Copy the entries below in full, keeping them exactly as they are.

---+---

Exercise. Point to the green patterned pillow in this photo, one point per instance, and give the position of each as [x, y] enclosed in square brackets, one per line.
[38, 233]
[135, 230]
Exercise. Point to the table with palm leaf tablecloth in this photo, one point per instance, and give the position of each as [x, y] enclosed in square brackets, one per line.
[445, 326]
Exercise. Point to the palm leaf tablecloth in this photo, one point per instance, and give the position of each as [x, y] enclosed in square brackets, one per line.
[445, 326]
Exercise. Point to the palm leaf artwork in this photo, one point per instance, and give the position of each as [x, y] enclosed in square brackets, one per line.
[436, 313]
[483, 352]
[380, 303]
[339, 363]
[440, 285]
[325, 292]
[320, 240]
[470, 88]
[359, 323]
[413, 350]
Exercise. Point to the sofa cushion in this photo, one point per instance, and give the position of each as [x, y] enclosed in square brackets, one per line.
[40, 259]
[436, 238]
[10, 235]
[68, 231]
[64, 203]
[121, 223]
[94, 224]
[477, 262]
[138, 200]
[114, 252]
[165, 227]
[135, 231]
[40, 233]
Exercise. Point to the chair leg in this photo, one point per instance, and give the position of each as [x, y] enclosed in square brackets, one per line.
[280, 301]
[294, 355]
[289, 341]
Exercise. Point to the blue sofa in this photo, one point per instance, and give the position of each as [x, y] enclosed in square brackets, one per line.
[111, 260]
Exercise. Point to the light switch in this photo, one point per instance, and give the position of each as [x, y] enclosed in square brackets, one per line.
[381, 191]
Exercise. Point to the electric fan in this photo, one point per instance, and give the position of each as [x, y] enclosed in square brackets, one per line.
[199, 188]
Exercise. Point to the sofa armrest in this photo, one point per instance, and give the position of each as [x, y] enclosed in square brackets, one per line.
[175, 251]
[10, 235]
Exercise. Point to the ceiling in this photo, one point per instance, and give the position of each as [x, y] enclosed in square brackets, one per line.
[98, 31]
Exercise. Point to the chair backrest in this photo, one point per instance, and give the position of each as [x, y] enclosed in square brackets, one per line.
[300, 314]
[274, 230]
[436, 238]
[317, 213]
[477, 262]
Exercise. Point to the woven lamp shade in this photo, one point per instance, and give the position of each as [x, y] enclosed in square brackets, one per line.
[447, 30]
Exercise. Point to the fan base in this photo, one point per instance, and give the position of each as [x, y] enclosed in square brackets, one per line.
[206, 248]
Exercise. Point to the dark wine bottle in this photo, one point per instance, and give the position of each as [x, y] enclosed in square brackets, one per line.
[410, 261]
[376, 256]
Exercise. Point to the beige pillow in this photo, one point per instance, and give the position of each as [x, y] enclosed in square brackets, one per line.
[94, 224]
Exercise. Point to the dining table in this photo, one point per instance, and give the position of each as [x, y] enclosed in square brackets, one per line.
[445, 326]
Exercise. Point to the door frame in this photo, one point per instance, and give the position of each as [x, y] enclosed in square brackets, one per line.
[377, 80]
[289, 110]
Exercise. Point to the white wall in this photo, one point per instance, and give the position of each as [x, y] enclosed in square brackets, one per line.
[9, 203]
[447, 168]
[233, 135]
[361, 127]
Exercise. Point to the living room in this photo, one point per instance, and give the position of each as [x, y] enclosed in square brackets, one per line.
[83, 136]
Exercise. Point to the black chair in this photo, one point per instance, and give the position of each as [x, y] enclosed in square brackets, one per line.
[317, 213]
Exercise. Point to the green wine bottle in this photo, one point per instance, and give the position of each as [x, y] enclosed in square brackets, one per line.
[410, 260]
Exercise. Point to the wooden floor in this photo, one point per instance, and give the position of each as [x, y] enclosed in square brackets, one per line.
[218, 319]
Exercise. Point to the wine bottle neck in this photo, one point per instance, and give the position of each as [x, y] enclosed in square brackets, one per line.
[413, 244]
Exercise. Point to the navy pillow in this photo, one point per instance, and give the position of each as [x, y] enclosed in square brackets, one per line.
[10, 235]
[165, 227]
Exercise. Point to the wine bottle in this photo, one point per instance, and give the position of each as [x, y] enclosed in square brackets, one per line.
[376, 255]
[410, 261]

---+---

OUTPUT FOR THIS TASK:
Exercise. Point to the green patterned pillow in this photo, one point per instance, and give the position of each as [x, y] enclosed in square brackets, one per line.
[38, 233]
[135, 230]
Exercise. Point to the table with palm leaf tablecloth in this photo, one point per instance, and give the position of each as [x, y] enclosed in square brackets, one per line.
[445, 326]
Exercise. Point to the palm leaf tablecloth in this photo, one point per instance, and give the position of each as [x, y] enclosed in square brackets, one per line.
[445, 326]
Exercise. Point to the palm leaf artwork in this photo, one point per instance, and give the position of each as [x, y] enclosed in square brackets, one per line.
[436, 313]
[483, 352]
[380, 303]
[339, 363]
[440, 285]
[325, 292]
[320, 240]
[470, 88]
[359, 323]
[413, 350]
Exercise. Point to the sofa cushion in this photo, one point per instance, and give the position of each as [x, y] enclosed in square brackets, one per line.
[40, 259]
[436, 238]
[10, 235]
[68, 231]
[64, 203]
[121, 223]
[94, 224]
[477, 262]
[138, 200]
[114, 252]
[165, 227]
[135, 231]
[40, 233]
Exercise. Point to the chair leg in this photo, one point per instance, and give the position of each as [x, y] enclosed in square brackets, one per line.
[280, 301]
[294, 355]
[289, 341]
Exercise. Point to the blue sofa in this photo, one point per instance, and give the position of each as [x, y] enclosed in square brackets, one per line.
[111, 260]
Exercise. Point to the light switch in this photo, one point per instance, and give the position of each as [x, y] enclosed in square brackets, one per line.
[381, 191]
Exercise. Point to the electric fan in this photo, one point per instance, and give the position of each as [x, y] enclosed in square brackets, one per line.
[199, 188]
Exercise. Point to the sofa armrest in this photo, one point per instance, and give the position of each as [x, y] enclosed in square brackets, one per line.
[175, 251]
[10, 235]
Exercise. Point to the ceiling in this photo, one point per instance, and give the position of each as [x, y] enclosed in square brackets, one per line.
[98, 31]
Exercise. Point to the chair backrest in this photo, one point per instance, and give the position of each as [x, y] enclosed in square brackets, one per line.
[300, 314]
[274, 230]
[436, 238]
[317, 213]
[477, 262]
Exercise. Point to the woven lamp shade in this photo, one point per instance, and give the position of each as [x, y] enclosed in square brackets, one per line.
[447, 30]
Exercise. Point to the fan base in this photo, one point per instance, and give the position of each as [x, y] enclosed in square brackets, one per line.
[206, 248]
Exercise. Point to the dark wine bottle in this photo, one point per instance, and give the position of each as [x, y] enclosed in square brackets, one per line.
[410, 261]
[376, 256]
Exercise. Point to the beige pillow in this photo, one point per instance, and give the position of each as [x, y] enclosed in square brackets, one per line.
[94, 224]
Exercise. Point to the dining table in this photo, one point per instance, and give the position of each as [x, y] enclosed in square brackets, one per line.
[445, 326]
Exercise. Point to the door frame in this photo, one point per instance, and give the position of each as [x, y] enclosed in square brackets, one per line.
[377, 80]
[289, 110]
Exercise. Point to the white wall in this photo, one point per instance, and give the position of each as [x, y] enclosed in square brackets, one per line.
[9, 203]
[447, 168]
[233, 135]
[361, 127]
Exercise. Point to the living room in this photo, one point per instance, and give the position of each as [x, y] enclosed in square brackets, one per line.
[83, 136]
Exercise. Point to the black chair in this photo, one point per instance, and give the position of each as [x, y] enclosed in square brackets, one per line.
[317, 213]
Exercise. Point to the green wine bottle in this photo, one point per instance, and give the position of each as [x, y] enclosed in square brackets, one per line.
[410, 260]
Exercise. Point to the wooden floor in this photo, one point per instance, and give the position of each as [x, y] enclosed in square brackets, one per line.
[218, 319]
Exercise. Point to the wine bottle neck in this photo, one point per instance, and give the position of each as [x, y] enclosed in square brackets, one per line.
[413, 244]
Exercise. Point to the navy pillow in this photo, one point per instance, and give the position of each as [x, y] enclosed in square brackets, one per line.
[10, 235]
[165, 227]
Exercise. Point to the wine bottle in this photo, one point per instance, and give the position of each as [x, y] enclosed in square brackets, one per line.
[376, 255]
[410, 261]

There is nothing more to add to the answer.